=== Given information ===
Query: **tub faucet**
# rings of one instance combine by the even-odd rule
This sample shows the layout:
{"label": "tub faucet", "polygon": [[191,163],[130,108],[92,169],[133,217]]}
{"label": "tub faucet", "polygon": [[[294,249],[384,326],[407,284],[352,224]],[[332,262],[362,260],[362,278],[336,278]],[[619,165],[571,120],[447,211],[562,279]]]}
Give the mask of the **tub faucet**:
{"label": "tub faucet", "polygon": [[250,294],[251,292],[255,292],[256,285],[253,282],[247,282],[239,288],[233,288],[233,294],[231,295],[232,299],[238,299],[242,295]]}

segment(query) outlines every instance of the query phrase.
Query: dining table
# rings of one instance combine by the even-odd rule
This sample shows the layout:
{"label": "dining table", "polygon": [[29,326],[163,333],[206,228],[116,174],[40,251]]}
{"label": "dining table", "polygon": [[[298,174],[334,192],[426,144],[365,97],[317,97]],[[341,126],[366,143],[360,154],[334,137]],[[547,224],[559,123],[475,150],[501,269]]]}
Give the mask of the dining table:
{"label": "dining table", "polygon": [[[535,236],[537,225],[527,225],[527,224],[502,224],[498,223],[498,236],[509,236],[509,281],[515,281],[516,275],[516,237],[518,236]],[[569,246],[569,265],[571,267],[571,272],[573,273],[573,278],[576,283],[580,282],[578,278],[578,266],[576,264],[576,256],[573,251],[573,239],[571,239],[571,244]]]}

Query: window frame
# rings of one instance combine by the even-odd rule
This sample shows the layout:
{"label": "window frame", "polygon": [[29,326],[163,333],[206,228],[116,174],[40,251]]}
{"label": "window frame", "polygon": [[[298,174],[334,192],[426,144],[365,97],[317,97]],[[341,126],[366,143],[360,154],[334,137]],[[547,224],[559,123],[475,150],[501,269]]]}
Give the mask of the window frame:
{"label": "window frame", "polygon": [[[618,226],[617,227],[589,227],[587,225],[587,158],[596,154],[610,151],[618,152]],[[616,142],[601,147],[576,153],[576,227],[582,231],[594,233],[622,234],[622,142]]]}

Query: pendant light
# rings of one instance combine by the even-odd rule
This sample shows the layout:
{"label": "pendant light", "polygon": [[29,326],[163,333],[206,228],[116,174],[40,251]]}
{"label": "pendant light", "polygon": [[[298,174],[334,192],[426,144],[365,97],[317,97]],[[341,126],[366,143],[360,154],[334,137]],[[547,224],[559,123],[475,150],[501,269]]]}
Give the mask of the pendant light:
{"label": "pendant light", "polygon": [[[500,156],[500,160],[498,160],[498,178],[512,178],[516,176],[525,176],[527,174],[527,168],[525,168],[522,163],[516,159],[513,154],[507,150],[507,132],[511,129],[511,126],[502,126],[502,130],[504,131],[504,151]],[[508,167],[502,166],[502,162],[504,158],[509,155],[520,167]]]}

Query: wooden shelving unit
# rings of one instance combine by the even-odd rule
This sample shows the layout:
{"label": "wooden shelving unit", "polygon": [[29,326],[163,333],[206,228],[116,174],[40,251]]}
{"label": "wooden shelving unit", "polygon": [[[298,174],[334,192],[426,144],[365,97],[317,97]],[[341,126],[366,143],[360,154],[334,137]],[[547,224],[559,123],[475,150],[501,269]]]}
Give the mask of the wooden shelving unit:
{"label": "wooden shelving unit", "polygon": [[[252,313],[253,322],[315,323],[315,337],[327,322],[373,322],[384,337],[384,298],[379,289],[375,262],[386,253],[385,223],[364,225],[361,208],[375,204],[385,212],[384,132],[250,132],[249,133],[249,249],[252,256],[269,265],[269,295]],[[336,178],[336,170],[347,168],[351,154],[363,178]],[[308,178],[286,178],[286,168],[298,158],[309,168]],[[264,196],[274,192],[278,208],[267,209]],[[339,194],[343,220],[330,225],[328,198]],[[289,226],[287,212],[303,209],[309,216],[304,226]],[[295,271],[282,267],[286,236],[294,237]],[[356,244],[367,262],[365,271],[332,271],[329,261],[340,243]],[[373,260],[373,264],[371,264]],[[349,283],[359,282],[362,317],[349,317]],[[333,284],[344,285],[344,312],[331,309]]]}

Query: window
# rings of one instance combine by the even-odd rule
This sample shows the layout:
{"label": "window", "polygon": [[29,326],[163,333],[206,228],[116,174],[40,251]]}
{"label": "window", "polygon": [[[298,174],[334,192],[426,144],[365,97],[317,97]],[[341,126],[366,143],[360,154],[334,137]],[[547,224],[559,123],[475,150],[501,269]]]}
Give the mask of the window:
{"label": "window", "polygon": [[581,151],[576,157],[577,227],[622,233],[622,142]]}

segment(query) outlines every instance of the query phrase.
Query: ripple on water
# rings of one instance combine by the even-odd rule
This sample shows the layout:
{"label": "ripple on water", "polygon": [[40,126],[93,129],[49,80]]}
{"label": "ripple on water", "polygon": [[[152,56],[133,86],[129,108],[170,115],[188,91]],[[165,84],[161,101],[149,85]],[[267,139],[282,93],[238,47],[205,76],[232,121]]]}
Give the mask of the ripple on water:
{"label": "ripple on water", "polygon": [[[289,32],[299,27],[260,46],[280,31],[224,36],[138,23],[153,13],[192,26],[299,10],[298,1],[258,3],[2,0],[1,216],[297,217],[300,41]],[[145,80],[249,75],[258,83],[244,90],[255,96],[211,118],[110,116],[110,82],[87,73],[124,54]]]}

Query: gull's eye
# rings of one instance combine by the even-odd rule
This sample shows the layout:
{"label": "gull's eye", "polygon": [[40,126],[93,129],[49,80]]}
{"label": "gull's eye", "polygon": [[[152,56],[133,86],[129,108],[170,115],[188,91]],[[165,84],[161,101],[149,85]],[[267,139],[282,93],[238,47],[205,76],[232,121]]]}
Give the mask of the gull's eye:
===
- Work instruction: Without omitting anything, reproduce the whole of the data.

- Task result:
Query: **tub faucet**
# rings of one instance combine by the even-odd rule
This sample shows the layout:
{"label": "tub faucet", "polygon": [[191,163],[130,108],[92,169],[133,217]]}
{"label": "tub faucet", "polygon": [[[294,249],[384,326],[407,284],[352,224]],[[332,262],[362,260],[362,278],[336,278]],[[619,165],[571,120],[447,211],[562,279]]]}
Give the mask of the **tub faucet**:
{"label": "tub faucet", "polygon": [[250,294],[251,292],[255,292],[256,285],[253,282],[247,282],[239,288],[233,288],[233,294],[231,295],[232,299],[238,299],[242,295]]}

segment(query) outlines every instance of the query phrase.
Query: dining table
# rings of one instance combine by the even-odd rule
This sample shows the layout:
{"label": "dining table", "polygon": [[29,326],[163,333],[206,228],[116,174],[40,251]]}
{"label": "dining table", "polygon": [[[298,174],[334,192],[426,144],[365,97],[317,97]],[[341,126],[366,143],[360,154],[334,137]],[[547,224],[559,123],[475,150],[501,269]]]}
Give the mask of the dining table:
{"label": "dining table", "polygon": [[[535,236],[537,225],[527,225],[527,224],[502,224],[498,223],[498,236],[509,236],[509,281],[515,281],[516,275],[516,237],[518,236]],[[569,246],[569,265],[571,267],[571,272],[573,273],[573,278],[576,283],[580,282],[578,278],[578,266],[576,264],[576,256],[573,251],[573,239],[571,239],[571,244]]]}

Query: window frame
# rings of one instance combine by the even-odd rule
This sample shows the layout:
{"label": "window frame", "polygon": [[29,326],[163,333],[206,228],[116,174],[40,251]]}
{"label": "window frame", "polygon": [[[298,174],[334,192],[426,144],[365,97],[317,97]],[[341,126],[366,143],[360,154],[334,137]],[[547,224],[559,123],[475,150],[501,269]]]}
Give the mask of the window frame:
{"label": "window frame", "polygon": [[[618,226],[617,227],[589,227],[587,225],[587,158],[596,154],[610,151],[618,152]],[[616,142],[601,147],[576,153],[576,227],[582,231],[594,233],[622,234],[622,142]]]}

Query: pendant light
# rings of one instance combine by the even-odd rule
This sample shows the layout:
{"label": "pendant light", "polygon": [[29,326],[163,333],[206,228],[116,174],[40,251]]}
{"label": "pendant light", "polygon": [[[298,174],[334,192],[426,144],[365,97],[317,97]],[[341,126],[366,143],[360,154],[334,137]],[[547,224],[559,123],[475,150],[501,269]]]}
Give the mask of the pendant light:
{"label": "pendant light", "polygon": [[[500,156],[500,160],[498,160],[498,178],[512,178],[516,176],[525,176],[527,174],[527,168],[525,168],[522,163],[516,159],[513,154],[507,150],[507,132],[511,129],[511,126],[502,126],[502,130],[504,131],[504,151]],[[508,167],[502,166],[502,162],[504,158],[509,155],[520,167]]]}

Query: wooden shelving unit
# rings of one instance combine by the even-odd rule
This sample shows the layout:
{"label": "wooden shelving unit", "polygon": [[29,326],[163,333],[206,228],[116,174],[40,251]]}
{"label": "wooden shelving unit", "polygon": [[[298,174],[334,192],[426,144],[365,97],[317,97]],[[341,126],[366,143],[360,154],[334,137]],[[547,224],[559,123],[475,150],[501,269]]]}
Give the mask of the wooden shelving unit:
{"label": "wooden shelving unit", "polygon": [[[252,313],[253,322],[315,323],[315,337],[327,322],[373,322],[384,337],[384,298],[379,289],[375,262],[386,253],[385,223],[364,225],[361,208],[375,204],[385,212],[384,132],[250,132],[249,133],[249,249],[252,256],[269,265],[269,295]],[[336,178],[336,170],[347,168],[351,154],[363,178]],[[308,178],[286,178],[286,168],[298,158],[309,168]],[[264,196],[274,192],[278,208],[267,209]],[[339,194],[343,220],[330,225],[328,198]],[[289,226],[287,212],[303,209],[309,216],[304,226]],[[295,271],[282,267],[286,236],[294,237]],[[356,244],[367,262],[365,271],[332,271],[329,261],[340,243]],[[373,260],[373,264],[371,264]],[[349,283],[359,282],[362,317],[349,317]],[[333,284],[344,285],[344,312],[331,309]]]}

Query: window
# rings of one instance combine by the even-odd rule
This sample shows the layout:
{"label": "window", "polygon": [[29,326],[163,333],[206,228],[116,174],[40,251]]}
{"label": "window", "polygon": [[[298,174],[334,192],[426,144],[365,97],[317,97]],[[341,126],[366,143],[360,154],[334,137]],[[547,224],[559,123],[475,150],[501,269]]]}
Give the mask of the window:
{"label": "window", "polygon": [[581,151],[576,157],[577,227],[622,233],[622,142]]}

segment(query) outlines every instance of the query phrase.
Query: ripple on water
# rings of one instance combine by the even-odd rule
This sample shows the layout:
{"label": "ripple on water", "polygon": [[40,126],[93,129],[49,80]]}
{"label": "ripple on water", "polygon": [[[152,56],[133,86],[129,108],[170,115],[188,91]],[[165,84],[161,101],[149,85]],[[267,139],[282,93],[238,47],[205,76],[232,121]]]}
Give the mask of the ripple on water:
{"label": "ripple on water", "polygon": [[[289,32],[299,27],[260,46],[280,31],[224,36],[138,23],[153,13],[192,26],[299,10],[298,1],[258,3],[2,0],[1,216],[297,217],[300,41]],[[145,80],[249,75],[258,83],[244,90],[255,96],[211,118],[110,116],[110,82],[87,73],[124,54]]]}

Query: gull's eye
# rings of one instance combine by the even-odd rule
This sample shows the layout:
{"label": "gull's eye", "polygon": [[40,126],[93,129],[49,80]]}
{"label": "gull's eye", "polygon": [[[152,56],[133,86],[129,108],[170,115],[188,91]],[[165,84],[161,101],[149,85]],[[267,139],[282,93],[238,47],[205,76],[232,121]]]}
Give the mask of the gull's eye:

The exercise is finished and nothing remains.